---- Items

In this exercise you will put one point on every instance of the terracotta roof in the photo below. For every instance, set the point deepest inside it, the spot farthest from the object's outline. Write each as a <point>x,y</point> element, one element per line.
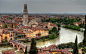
<point>28,32</point>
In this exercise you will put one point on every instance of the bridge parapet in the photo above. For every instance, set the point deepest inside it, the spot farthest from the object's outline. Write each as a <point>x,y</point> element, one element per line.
<point>20,45</point>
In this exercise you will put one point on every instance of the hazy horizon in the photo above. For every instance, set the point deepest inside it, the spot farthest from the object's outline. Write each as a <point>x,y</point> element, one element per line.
<point>43,6</point>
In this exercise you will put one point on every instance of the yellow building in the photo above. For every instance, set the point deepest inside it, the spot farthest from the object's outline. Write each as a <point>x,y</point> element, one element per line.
<point>36,33</point>
<point>5,37</point>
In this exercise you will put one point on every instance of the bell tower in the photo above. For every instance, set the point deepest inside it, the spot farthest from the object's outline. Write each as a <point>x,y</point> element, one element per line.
<point>25,15</point>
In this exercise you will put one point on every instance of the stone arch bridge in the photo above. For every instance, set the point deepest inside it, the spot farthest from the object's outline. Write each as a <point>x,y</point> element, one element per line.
<point>19,45</point>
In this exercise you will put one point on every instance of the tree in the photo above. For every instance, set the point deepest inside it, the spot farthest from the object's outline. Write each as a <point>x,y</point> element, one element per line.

--------

Directive
Reproduce all of the data above word for word, leaving out the picture.

Answer to this problem
In this exercise you will put one point on every instance of the terracotta roof in the photo below. For every instance, set the point deepest inside it, the spot farthest from the object's outline. Write each as a <point>x,y</point> element, one element per line.
<point>28,32</point>
In this exercise you will put one point on every instance of the bridge parapet in the photo above. For every instance, set the point deepest inside it, the spot farthest from the object's outline. Write each as a <point>x,y</point> element, one element per line.
<point>20,45</point>
In this exercise you will put one point on every instance of the hazy horizon in the photo above. For every instance, set the point deepest inside it, the spot farthest from the object's outline. Write each as a <point>x,y</point> element, one element per line.
<point>43,6</point>
In this exercise you will put one point on every instance of the yellow building in the photo above. For every instance, set the point deepest inside it, the spot farthest from the object's outline. Write each as a <point>x,y</point> element, one element per line.
<point>36,33</point>
<point>5,37</point>
In this exercise you will put one point on every instance of the bell tower in the photo above. For every instance, set the point deepest inside it, the spot farthest from the object's outline. Write each as a <point>x,y</point> element, one element per line.
<point>25,15</point>
In this exercise you will put one point on every instance of the stone arch bridge in the photo above. For every instance, set the point deepest inside it, the spot farthest from the object's outline. Write each as a <point>x,y</point> element, one element per line.
<point>19,45</point>
In this exercise you will put one point on every instance of the tree in the photo above. For every instance, set the point deepest inside it, the spot farthest from the object's outline. Write each as a <point>x,y</point> element, one element per line.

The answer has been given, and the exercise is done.